- _OBJECTIVE_
Go to the line that contains "form: [311, 116]." and extract it along with every line after it, exactly, through the end of the data below.

[Position annotation records]
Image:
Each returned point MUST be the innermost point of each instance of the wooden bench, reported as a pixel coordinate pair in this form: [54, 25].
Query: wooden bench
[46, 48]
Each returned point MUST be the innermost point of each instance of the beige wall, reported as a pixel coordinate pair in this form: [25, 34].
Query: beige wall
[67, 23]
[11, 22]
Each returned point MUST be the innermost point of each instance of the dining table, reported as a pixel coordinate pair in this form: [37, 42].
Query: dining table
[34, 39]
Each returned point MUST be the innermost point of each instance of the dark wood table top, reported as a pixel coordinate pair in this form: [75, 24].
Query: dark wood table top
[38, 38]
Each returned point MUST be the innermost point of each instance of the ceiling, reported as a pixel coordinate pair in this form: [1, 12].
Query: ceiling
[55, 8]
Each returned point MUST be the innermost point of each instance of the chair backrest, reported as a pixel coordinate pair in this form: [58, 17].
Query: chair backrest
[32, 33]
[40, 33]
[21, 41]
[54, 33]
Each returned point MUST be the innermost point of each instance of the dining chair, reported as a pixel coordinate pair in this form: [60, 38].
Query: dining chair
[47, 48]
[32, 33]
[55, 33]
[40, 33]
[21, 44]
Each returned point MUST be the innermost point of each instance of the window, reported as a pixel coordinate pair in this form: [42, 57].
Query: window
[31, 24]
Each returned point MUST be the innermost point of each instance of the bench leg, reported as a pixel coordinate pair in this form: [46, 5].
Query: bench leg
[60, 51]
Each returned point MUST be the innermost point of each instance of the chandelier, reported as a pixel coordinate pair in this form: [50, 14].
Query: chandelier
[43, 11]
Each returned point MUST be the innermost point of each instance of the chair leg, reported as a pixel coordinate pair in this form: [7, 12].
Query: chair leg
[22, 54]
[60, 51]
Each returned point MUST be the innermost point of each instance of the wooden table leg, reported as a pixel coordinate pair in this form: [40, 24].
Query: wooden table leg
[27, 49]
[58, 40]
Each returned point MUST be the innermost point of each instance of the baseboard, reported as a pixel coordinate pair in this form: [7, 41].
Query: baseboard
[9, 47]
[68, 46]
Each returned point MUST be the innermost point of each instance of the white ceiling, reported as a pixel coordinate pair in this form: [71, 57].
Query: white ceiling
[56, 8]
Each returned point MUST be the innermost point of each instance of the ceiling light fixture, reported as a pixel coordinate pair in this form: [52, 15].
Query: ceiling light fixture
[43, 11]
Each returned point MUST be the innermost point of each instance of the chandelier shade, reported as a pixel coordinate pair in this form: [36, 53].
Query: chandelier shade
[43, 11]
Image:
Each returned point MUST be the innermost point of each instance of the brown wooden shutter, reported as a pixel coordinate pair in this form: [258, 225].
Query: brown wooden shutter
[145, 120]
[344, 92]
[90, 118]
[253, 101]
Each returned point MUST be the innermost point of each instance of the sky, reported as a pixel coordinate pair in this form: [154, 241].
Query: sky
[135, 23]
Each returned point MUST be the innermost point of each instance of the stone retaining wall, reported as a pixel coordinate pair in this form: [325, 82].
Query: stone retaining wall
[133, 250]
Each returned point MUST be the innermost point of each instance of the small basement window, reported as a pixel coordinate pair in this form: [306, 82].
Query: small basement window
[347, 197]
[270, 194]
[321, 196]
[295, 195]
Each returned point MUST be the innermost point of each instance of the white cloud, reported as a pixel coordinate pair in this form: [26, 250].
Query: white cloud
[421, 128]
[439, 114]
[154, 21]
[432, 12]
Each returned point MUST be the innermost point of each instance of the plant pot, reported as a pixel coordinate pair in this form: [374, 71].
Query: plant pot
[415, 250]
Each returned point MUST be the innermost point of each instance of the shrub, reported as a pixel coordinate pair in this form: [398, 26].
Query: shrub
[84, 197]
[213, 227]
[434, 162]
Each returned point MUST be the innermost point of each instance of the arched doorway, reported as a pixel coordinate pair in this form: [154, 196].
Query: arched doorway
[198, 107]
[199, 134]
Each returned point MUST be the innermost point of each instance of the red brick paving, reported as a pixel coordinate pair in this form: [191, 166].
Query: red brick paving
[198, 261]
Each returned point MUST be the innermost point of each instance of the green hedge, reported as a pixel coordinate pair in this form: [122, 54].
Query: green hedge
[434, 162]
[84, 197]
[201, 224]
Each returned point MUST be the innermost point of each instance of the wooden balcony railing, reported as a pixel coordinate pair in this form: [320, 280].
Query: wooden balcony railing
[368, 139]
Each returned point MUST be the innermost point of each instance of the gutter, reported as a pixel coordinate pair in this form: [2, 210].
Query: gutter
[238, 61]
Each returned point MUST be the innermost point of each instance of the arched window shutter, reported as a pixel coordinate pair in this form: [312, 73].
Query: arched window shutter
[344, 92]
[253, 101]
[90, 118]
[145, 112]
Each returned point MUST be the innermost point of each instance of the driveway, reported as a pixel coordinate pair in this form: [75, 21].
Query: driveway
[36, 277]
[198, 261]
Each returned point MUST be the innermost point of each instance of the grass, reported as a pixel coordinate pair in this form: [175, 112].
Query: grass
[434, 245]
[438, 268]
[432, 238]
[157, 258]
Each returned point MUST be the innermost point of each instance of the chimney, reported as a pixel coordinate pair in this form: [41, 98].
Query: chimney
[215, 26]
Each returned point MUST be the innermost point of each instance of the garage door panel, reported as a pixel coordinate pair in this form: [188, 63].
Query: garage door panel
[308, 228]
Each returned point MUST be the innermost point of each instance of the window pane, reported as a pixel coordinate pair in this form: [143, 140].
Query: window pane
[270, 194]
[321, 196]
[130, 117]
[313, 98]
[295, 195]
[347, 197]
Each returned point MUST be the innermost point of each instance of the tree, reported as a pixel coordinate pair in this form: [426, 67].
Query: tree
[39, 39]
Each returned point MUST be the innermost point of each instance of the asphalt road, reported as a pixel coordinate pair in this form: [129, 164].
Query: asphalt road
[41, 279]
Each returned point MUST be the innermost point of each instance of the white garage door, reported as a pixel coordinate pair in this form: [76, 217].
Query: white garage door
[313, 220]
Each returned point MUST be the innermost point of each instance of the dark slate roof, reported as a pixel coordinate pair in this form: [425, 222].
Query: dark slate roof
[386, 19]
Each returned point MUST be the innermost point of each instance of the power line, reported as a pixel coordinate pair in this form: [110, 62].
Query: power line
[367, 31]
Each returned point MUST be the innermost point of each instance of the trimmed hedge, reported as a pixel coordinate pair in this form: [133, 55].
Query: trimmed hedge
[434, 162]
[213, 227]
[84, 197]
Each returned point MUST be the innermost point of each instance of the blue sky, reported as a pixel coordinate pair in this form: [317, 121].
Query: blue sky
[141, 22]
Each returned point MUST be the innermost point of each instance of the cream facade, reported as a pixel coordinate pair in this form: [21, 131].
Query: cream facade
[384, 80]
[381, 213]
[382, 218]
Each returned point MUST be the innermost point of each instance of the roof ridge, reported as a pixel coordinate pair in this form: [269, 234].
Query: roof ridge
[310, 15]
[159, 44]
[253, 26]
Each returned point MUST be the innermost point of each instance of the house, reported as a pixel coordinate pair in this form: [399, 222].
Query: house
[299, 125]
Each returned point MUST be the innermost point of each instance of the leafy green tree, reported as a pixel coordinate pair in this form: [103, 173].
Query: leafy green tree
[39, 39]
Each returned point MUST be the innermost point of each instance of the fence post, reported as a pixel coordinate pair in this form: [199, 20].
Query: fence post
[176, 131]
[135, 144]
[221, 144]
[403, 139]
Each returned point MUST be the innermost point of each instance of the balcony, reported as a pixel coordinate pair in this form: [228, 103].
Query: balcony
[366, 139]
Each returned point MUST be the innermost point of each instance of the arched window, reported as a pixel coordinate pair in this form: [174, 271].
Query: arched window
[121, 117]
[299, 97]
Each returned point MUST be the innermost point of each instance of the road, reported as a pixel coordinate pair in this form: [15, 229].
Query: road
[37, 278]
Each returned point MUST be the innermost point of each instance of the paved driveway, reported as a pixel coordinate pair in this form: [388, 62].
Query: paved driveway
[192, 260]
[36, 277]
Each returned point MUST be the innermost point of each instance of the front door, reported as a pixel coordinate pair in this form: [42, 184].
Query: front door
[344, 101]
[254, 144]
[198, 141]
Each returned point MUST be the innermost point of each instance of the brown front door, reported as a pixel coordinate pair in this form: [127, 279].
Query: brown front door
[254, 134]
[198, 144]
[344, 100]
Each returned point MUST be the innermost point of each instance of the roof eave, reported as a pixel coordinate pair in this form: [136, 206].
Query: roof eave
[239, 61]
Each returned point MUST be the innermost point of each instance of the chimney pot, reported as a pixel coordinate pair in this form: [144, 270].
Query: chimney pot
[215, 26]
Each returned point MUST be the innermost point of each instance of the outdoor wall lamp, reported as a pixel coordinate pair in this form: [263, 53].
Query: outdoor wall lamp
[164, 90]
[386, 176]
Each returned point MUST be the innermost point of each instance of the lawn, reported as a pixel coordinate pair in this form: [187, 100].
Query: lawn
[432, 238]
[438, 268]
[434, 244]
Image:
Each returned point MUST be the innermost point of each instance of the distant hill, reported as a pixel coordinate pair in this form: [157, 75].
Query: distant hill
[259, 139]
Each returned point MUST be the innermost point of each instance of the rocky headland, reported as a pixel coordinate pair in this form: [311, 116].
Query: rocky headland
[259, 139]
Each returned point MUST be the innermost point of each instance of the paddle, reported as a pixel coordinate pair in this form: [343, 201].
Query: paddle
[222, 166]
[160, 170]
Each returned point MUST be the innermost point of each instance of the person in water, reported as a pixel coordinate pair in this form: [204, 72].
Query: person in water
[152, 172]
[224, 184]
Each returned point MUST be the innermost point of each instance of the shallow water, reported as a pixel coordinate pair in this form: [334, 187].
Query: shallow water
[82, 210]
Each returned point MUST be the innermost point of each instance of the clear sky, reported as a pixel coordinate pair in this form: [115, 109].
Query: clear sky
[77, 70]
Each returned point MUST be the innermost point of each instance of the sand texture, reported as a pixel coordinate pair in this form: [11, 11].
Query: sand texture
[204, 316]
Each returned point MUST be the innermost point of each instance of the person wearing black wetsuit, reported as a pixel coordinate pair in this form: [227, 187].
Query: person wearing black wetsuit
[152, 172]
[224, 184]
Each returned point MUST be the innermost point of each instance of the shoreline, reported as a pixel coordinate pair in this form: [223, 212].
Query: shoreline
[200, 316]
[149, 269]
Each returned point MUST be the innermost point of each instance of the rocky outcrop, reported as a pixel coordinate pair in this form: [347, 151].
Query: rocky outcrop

- _WRITTEN RESPONSE_
Each returned point MUST be the innermost point of each instance of the rocky headland, reported as a pixel coordinate pair in this form: [311, 116].
Query: rocky headland
[259, 139]
Each returned point MUST be the innermost point of each instance of the paddle, reported as a pixel coordinate pair in this form: [343, 201].
Query: paddle
[222, 166]
[160, 170]
Each returned point MUST be the innermost point of each instance of the person in water, reported as a pixel coordinate pair in this form: [204, 72].
Query: person in water
[152, 172]
[224, 184]
Each returned point MUST be the innermost point of each instance of the shallow water, reported as a pixel coordinate pair in this form: [334, 187].
Query: shallow water
[82, 210]
Each returned point MUST be the innermost point of each instance of the clear sky, reported as a pixel coordinate pair in this form: [115, 109].
Query: clear sky
[77, 70]
Each returned point MUST be the innermost point of each instance of the sand texture, reported as a pixel coordinate pair in this form: [11, 11].
Query: sand texture
[204, 316]
Each returned point MUST be the innermost point of each instance of the person wearing black wetsuit, reported as a pixel coordinate pair in this form: [227, 187].
Query: person wearing black wetsuit
[152, 172]
[224, 184]
Each returned point MUST be the innermost point of each instance of the shoreline, reported as a pixel coordinate pair in this form: [223, 212].
Query: shoreline
[200, 316]
[149, 269]
Each returned point MUST be the innermost point of each instance of the rocky outcrop, reported as a pixel coordinate pair in this form: [347, 151].
Query: rocky outcrop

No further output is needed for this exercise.